Content starts

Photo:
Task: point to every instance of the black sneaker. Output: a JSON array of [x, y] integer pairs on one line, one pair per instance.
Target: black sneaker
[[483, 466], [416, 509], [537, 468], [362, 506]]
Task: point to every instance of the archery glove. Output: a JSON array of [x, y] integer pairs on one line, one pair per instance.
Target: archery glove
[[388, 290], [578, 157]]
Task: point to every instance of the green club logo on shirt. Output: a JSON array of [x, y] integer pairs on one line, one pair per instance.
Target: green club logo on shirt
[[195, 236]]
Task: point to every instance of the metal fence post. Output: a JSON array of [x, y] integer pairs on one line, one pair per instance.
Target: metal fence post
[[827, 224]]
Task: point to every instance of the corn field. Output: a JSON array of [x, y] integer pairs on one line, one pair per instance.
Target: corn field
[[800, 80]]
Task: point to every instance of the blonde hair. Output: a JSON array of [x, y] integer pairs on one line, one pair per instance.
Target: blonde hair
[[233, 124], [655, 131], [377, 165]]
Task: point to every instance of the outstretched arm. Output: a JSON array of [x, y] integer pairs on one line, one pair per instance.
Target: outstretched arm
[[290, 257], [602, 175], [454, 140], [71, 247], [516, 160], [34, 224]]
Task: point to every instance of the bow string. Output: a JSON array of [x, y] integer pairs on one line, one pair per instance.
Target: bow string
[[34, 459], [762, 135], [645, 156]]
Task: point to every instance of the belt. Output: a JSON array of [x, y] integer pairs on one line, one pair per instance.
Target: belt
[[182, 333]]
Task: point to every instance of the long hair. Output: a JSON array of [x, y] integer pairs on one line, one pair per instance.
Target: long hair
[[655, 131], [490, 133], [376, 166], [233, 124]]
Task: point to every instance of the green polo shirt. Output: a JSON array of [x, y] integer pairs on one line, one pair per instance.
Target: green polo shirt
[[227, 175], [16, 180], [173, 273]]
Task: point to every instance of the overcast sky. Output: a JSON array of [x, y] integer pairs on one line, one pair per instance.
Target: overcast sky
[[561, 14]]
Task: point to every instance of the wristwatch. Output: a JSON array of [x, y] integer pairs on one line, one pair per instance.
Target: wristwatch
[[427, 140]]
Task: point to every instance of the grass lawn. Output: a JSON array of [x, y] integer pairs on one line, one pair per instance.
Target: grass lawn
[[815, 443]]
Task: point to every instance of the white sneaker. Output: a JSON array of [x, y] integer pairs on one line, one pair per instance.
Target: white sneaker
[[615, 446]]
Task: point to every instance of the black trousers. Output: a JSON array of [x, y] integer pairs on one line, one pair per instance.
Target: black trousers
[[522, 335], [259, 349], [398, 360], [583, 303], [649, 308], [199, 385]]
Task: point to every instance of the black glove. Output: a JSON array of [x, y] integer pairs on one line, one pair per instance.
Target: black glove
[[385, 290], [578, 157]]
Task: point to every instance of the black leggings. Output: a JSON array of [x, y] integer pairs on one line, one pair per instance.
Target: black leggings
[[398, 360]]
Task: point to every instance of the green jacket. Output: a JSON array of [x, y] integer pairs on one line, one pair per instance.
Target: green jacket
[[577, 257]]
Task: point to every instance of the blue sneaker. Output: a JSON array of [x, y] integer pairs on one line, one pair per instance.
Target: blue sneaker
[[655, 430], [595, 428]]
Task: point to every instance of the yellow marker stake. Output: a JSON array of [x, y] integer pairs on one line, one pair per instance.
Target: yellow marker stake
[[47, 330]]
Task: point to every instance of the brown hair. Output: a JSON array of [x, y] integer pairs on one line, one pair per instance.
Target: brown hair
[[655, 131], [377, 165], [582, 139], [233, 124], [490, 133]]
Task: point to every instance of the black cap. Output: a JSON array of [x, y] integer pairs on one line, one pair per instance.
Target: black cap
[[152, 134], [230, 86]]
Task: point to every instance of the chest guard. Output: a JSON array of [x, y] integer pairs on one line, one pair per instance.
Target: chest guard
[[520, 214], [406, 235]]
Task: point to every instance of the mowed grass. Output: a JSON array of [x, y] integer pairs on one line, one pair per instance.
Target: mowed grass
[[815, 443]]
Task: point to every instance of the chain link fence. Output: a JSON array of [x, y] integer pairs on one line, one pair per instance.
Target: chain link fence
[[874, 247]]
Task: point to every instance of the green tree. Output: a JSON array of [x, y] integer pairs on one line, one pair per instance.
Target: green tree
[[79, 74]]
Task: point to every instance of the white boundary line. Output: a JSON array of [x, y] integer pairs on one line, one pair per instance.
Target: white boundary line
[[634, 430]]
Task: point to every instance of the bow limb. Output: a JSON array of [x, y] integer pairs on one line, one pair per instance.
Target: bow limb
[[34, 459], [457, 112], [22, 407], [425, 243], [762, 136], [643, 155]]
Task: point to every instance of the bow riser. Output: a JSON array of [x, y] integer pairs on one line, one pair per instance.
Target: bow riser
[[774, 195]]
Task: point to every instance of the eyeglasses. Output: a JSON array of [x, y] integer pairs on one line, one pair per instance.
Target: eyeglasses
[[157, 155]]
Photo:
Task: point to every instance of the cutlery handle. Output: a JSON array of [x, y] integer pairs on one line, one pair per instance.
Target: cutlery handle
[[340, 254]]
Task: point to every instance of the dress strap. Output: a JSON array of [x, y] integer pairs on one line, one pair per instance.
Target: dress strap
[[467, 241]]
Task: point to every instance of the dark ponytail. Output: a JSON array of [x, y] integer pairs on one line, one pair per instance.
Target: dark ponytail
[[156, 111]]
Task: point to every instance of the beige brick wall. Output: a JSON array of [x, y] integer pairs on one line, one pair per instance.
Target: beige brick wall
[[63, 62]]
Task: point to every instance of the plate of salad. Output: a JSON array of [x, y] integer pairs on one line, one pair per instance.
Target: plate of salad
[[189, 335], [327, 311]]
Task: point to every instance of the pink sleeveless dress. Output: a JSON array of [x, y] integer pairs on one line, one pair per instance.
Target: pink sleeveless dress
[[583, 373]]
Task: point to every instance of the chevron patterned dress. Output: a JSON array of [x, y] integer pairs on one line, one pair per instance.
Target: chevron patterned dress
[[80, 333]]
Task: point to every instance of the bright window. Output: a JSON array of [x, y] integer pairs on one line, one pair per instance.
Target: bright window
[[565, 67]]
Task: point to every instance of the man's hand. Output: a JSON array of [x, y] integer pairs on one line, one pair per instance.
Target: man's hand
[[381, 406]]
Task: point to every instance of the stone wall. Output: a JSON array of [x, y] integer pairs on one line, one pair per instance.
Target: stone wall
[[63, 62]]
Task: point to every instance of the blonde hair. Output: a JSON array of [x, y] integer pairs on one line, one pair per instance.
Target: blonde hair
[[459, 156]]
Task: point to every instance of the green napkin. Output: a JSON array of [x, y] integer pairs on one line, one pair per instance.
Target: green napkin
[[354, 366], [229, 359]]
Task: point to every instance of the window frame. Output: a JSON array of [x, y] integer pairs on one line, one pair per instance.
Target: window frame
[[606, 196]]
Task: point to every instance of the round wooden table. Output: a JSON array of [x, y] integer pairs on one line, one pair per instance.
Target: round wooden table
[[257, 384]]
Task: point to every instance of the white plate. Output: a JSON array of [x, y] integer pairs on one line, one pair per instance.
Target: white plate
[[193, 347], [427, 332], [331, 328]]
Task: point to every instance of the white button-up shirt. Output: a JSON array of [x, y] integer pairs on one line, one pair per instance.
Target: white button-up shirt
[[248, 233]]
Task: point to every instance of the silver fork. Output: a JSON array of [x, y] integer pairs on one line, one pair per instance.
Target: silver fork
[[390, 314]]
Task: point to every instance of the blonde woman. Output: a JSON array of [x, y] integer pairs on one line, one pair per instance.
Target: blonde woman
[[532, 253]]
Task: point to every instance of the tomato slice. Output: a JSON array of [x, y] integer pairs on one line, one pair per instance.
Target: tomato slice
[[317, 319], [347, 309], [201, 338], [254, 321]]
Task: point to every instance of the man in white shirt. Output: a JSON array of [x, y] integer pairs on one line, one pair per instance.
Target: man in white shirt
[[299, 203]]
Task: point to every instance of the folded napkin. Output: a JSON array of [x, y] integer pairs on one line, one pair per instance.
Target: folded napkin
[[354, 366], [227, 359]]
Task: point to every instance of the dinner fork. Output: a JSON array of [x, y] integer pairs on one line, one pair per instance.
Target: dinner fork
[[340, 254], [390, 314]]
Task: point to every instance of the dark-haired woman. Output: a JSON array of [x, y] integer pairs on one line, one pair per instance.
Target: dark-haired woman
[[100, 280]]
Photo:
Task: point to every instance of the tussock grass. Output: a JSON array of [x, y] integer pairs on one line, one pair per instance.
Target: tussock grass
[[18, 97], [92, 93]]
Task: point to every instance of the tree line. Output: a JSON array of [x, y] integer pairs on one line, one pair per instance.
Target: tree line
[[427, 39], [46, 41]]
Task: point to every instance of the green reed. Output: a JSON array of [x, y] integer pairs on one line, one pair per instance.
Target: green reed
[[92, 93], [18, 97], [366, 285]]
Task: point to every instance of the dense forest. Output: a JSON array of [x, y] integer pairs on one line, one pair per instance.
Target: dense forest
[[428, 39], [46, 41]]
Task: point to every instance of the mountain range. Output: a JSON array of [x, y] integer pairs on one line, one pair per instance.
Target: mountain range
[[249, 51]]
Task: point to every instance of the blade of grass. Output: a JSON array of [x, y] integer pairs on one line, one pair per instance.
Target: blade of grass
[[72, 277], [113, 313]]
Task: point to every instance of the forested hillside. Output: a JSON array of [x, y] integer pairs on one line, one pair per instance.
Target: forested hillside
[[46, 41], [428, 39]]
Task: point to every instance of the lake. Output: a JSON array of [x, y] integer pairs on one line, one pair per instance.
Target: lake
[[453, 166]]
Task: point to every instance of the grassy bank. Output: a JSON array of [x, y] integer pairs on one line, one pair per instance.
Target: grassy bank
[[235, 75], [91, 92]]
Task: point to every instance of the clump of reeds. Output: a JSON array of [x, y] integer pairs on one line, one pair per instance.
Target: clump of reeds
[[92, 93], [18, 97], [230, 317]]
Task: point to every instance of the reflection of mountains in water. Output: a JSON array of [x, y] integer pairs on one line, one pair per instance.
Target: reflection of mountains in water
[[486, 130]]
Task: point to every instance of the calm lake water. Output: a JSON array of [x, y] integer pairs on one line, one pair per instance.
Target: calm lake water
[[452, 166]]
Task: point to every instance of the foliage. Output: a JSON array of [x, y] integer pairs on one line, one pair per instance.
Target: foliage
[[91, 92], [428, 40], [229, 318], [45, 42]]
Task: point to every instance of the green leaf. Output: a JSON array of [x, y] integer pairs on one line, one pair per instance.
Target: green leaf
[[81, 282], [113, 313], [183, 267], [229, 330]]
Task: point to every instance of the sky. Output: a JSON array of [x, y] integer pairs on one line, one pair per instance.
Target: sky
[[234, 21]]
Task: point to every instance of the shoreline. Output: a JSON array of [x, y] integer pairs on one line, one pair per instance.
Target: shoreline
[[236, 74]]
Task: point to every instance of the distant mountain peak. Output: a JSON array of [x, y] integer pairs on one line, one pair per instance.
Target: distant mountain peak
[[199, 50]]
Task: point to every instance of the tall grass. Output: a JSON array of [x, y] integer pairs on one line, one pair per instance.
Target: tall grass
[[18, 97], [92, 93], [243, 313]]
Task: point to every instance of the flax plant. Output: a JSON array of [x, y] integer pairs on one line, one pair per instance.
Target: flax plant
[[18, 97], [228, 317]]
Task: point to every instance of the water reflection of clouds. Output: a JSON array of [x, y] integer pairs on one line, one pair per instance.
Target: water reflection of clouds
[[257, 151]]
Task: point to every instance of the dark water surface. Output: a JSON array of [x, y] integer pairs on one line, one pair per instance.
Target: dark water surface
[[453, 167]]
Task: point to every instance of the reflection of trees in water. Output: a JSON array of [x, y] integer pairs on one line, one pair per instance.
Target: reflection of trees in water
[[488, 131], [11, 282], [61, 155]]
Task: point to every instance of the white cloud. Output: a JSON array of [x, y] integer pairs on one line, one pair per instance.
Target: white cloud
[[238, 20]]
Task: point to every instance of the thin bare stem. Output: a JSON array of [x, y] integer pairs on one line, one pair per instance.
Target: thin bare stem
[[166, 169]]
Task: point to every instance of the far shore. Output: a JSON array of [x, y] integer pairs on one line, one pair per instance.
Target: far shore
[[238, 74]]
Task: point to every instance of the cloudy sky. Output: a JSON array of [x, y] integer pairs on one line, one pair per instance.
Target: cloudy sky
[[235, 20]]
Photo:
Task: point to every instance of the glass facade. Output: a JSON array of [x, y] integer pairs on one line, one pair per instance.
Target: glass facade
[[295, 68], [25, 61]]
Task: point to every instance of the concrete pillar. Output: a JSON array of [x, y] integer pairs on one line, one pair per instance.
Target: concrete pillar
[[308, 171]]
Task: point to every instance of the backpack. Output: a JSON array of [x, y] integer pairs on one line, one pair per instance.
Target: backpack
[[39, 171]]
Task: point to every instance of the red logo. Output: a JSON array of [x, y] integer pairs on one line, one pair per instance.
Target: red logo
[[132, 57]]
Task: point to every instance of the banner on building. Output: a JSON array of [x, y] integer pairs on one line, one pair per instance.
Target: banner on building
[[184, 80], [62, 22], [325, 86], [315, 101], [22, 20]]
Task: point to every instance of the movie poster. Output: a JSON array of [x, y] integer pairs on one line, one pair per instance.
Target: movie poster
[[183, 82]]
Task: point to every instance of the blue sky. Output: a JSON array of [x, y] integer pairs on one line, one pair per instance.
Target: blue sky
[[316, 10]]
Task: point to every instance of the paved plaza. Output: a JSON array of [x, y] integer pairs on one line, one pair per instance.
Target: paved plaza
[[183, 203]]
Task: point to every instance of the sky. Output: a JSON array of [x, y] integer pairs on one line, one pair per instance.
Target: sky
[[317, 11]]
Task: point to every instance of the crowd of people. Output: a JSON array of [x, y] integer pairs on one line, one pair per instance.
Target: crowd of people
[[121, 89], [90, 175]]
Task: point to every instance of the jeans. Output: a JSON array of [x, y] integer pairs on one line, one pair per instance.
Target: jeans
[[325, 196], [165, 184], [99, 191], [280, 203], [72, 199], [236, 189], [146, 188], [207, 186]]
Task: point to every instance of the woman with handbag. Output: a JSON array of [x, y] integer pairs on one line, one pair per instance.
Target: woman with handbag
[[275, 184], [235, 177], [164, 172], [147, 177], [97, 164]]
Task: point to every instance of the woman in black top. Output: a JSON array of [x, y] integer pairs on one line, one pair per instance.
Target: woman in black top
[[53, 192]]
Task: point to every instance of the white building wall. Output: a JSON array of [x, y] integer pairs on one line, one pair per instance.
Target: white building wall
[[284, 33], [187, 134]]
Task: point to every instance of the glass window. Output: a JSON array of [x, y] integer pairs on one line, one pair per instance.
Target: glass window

Content ends

__Exercise aim__. Repeat the material above exactly, beginning with its first line and ending with the line that holds "Task: point to every instance of the archery", and leave out everything else.

__Expected output__.
Photo:
Task: point to every instance of the black sneaker. Output: a JSON array of [x, y] integer pairs on one line, one pair per instance.
Target: black sneaker
[[483, 466], [416, 509], [537, 468], [362, 506]]
Task: point to every instance of the archery glove. Output: a JSON array of [x, y] integer pairs on one line, one pair per instance.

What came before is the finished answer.